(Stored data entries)
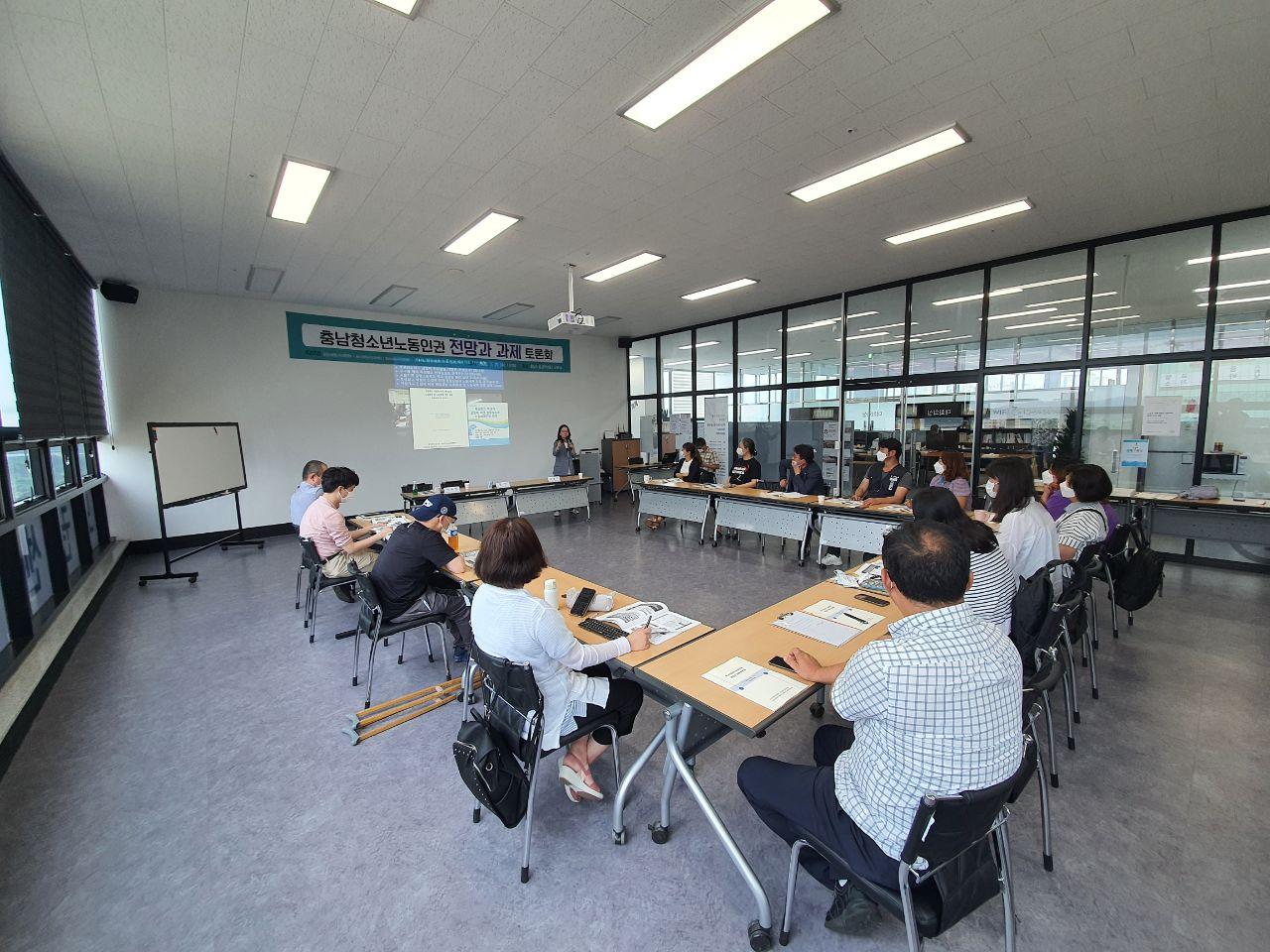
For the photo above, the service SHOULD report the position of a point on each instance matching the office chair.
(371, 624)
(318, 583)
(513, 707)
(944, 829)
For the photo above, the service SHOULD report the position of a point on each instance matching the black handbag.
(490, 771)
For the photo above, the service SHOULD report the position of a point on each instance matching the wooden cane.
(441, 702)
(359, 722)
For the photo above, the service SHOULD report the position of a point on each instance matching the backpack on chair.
...
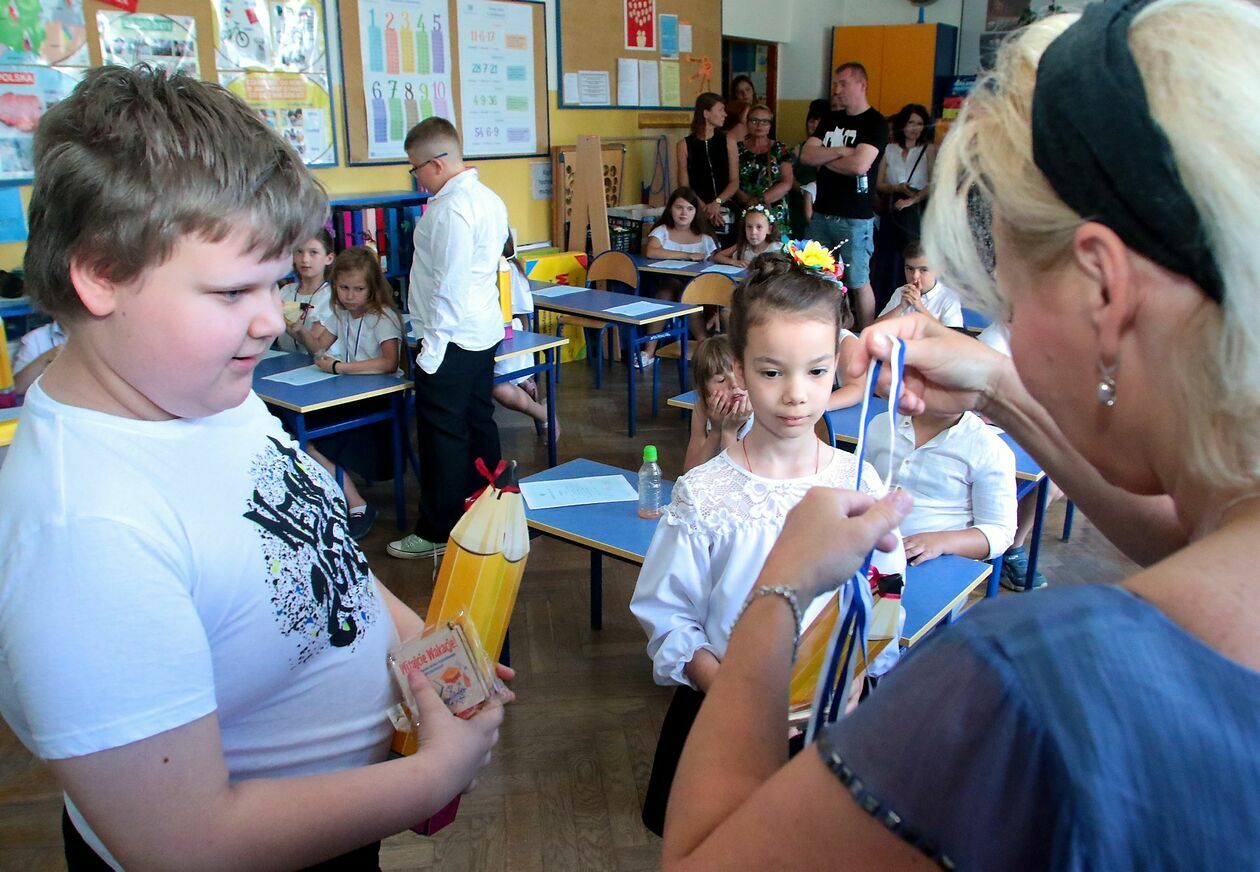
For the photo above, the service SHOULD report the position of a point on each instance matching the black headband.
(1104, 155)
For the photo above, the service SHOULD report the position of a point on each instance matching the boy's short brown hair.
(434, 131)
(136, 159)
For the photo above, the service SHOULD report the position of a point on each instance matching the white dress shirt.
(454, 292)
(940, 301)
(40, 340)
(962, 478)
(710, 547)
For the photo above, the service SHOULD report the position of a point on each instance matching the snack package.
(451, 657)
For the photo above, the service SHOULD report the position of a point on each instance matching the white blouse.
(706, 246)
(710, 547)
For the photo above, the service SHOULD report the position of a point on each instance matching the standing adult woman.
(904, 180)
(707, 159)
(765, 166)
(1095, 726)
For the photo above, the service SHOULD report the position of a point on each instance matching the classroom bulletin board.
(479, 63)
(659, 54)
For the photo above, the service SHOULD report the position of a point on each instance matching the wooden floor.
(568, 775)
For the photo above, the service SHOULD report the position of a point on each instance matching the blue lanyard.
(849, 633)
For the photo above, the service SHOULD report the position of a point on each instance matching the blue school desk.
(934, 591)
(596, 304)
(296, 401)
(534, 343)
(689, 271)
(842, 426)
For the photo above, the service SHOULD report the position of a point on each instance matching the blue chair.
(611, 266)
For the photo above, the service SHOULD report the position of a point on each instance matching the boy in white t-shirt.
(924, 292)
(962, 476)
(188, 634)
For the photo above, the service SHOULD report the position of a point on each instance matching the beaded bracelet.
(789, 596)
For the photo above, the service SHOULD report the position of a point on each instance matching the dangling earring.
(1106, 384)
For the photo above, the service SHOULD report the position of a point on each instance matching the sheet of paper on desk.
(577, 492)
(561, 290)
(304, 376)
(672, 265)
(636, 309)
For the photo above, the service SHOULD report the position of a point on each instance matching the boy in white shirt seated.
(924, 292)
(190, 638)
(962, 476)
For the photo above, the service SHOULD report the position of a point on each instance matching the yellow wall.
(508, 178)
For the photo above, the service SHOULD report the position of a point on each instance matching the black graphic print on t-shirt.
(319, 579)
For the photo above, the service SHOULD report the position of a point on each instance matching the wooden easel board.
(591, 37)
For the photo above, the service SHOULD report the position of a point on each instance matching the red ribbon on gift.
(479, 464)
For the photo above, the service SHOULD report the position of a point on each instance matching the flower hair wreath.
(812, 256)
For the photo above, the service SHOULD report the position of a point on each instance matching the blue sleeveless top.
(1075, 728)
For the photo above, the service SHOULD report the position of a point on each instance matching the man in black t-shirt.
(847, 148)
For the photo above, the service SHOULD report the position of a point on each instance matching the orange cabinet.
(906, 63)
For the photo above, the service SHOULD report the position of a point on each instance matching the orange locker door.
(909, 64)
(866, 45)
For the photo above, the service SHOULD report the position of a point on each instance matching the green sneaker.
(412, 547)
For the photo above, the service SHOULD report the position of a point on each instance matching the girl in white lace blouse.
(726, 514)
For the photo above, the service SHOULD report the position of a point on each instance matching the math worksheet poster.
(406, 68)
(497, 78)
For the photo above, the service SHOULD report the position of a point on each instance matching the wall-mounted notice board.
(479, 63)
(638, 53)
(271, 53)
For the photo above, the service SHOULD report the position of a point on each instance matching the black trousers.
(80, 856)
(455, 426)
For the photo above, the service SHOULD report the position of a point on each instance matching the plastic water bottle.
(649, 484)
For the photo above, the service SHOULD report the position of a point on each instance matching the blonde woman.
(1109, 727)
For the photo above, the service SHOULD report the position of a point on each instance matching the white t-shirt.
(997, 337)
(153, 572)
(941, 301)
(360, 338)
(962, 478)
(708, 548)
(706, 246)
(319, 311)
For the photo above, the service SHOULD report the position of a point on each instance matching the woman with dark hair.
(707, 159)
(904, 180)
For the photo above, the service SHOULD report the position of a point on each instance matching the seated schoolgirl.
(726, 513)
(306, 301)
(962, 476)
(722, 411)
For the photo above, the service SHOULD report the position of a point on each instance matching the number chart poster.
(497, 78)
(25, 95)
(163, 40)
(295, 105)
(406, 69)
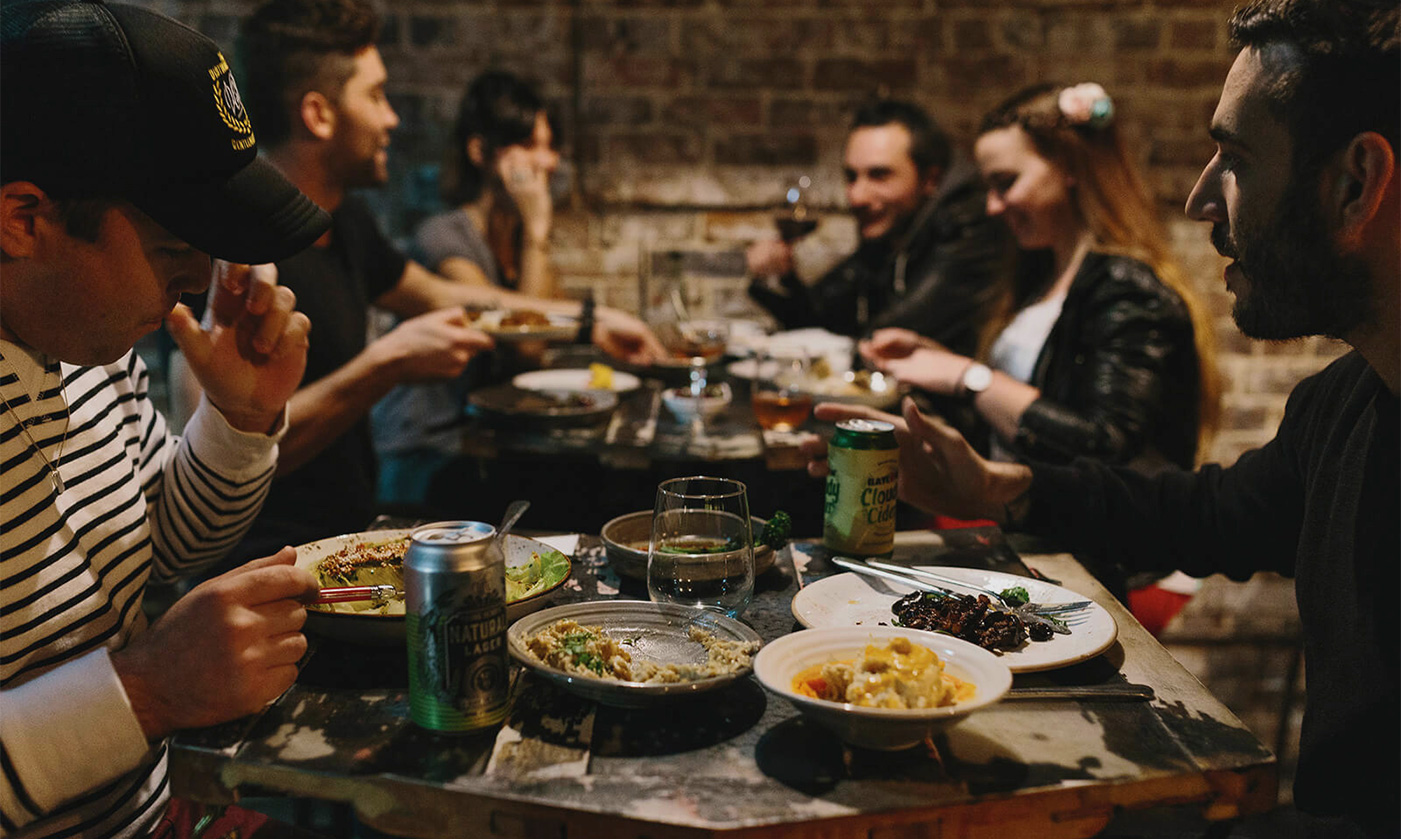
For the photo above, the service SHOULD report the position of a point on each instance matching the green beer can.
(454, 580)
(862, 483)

■ What you should do ■
How many lines in the listing above contain the string "board", matching case exactly? Give only the number.

■ Exercise output ■
3